#### WORK INSTRUCTION
Copy the text below on enterprise challenge funds word for word, in full.

#### SELECTED EXCERPT
----------

Description

Enterprise challenge funds award grants or subsidies through a competitive process to private sector organizations that submit solutions with an explicit public purpose. Companies working within a specific sector are invited to submit project proposals for inclusive businesses that aim to solve a stated development problem and generate high pro-poor impact. Challenge funds can trigger new ideas and innovative solutions or promote the scale-up or growth of existing solutions. Proposals are assessed against transparent and pre-determined criteria.[1] Successful applicants must often match a certain percentage of the grant with own financing and/or in-kind contributions.

The number and volume of funds has grown rapidly since the 1900s. Funds ranges from approximately $1.5 million or less up to $207 million and can address a variety of issues, sectors, or countries or on just one sector or country. Companies are attracted to challenge funds due to their risk-willing capital, rather than the access to subsidies.[2]

Points to consider

  • Management requirements:  Enterprise challenge funds tend to be administratively demanding with management costs accounting for approximately 20-50 percent of total budget allocation. The delegation of fund management to an independent organization is an option.
  • Evaluation requirements:  Enterprise challenge funds lack adequate impact measurement systems. Critics point out that there are still very few evaluations of challenge funds to date. Furthermore, those evaluations seem to be focused too much on management issues and not enough on the evidence for the additionality of the funding and on the systemic pro-poor impact.[3]

Case Example:

Global:  Incentivizing innovation in Agriculture, Health, and Nutrition

In 2012, nearly 870 million people worldwide suffered from chronic undernourishment. While cereal yields in developed countries average 5.1 tons per hectare, average yields in Africa are only 1.2 tons per hectare. To keep pace with the growing agricultural needs of developed and developing countries, Australia, Canada, the United Kingdom, and the United States, in partnership with the Bill and Melinda Gates Foundation, launched AgResults, a $118 million multilateral initiative incentivizing and rewarding high-impact agricultural innovations.

----------

#### RECORDS SHOWN
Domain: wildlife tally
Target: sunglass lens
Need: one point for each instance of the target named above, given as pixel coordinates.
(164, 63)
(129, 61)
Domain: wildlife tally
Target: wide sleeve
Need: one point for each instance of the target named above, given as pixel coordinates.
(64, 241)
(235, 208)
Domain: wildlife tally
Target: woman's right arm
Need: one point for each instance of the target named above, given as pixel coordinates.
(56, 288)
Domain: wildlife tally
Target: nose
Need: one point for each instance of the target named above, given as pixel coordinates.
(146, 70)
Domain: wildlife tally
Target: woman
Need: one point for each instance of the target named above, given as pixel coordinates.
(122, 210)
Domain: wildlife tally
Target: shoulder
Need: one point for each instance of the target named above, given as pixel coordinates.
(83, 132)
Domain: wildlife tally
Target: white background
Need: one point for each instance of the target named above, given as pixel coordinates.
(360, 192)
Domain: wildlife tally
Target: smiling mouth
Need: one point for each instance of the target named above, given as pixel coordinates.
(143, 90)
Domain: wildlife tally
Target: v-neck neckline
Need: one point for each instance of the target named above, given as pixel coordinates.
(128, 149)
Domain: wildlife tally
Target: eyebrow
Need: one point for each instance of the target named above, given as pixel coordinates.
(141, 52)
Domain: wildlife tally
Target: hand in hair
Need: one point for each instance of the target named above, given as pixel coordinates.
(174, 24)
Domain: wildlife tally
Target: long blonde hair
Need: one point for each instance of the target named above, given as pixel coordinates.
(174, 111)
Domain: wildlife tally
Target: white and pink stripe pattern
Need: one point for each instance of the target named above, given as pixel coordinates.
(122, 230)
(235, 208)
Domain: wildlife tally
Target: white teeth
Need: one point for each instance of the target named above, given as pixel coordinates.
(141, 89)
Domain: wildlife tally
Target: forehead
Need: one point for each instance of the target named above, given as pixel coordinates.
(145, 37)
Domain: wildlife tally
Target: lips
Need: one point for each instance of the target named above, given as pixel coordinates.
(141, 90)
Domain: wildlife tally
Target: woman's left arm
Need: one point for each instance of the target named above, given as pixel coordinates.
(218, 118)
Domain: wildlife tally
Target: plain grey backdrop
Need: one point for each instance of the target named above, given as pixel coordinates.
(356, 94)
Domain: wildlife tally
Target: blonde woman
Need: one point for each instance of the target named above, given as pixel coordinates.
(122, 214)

----------

#### ANSWER SPACE
Description

Enterprise challenge funds award grants or subsidies through a competitive process to private sector organizations that submit solutions with an explicit public purpose. Companies working within a specific sector are invited to submit project proposals for inclusive businesses that aim to solve a stated development problem and generate high pro-poor impact. Challenge funds can trigger new ideas and innovative solutions or promote the scale-up or growth of existing solutions. Proposals are assessed against transparent and pre-determined criteria.[1] Successful applicants must often match a certain percentage of the grant with own financing and/or in-kind contributions.

The number and volume of funds has grown rapidly since the 1900s. Funds ranges from approximately $1.5 million or less up to $207 million and can address a variety of issues, sectors, or countries or on just one sector or country. Companies are attracted to challenge funds due to their risk-willing capital, rather than the access to subsidies.[2]

Points to consider

  • Management requirements:  Enterprise challenge funds tend to be administratively demanding with management costs accounting for approximately 20-50 percent of total budget allocation. The delegation of fund management to an independent organization is an option.
  • Evaluation requirements:  Enterprise challenge funds lack adequate impact measurement systems. Critics point out that there are still very few evaluations of challenge funds to date. Furthermore, those evaluations seem to be focused too much on management issues and not enough on the evidence for the additionality of the funding and on the systemic pro-poor impact.[3]

Case Example:

Global:  Incentivizing innovation in Agriculture, Health, and Nutrition

In 2012, nearly 870 million people worldwide suffered from chronic undernourishment. While cereal yields in developed countries average 5.1 tons per hectare, average yields in Africa are only 1.2 tons per hectare. To keep pace with the growing agricultural needs of developed and developing countries, Australia, Canada, the United Kingdom, and the United States, in partnership with the Bill and Melinda Gates Foundation, launched AgResults, a $118 million multilateral initiative incentivizing and rewarding high-impact agricultural innovations.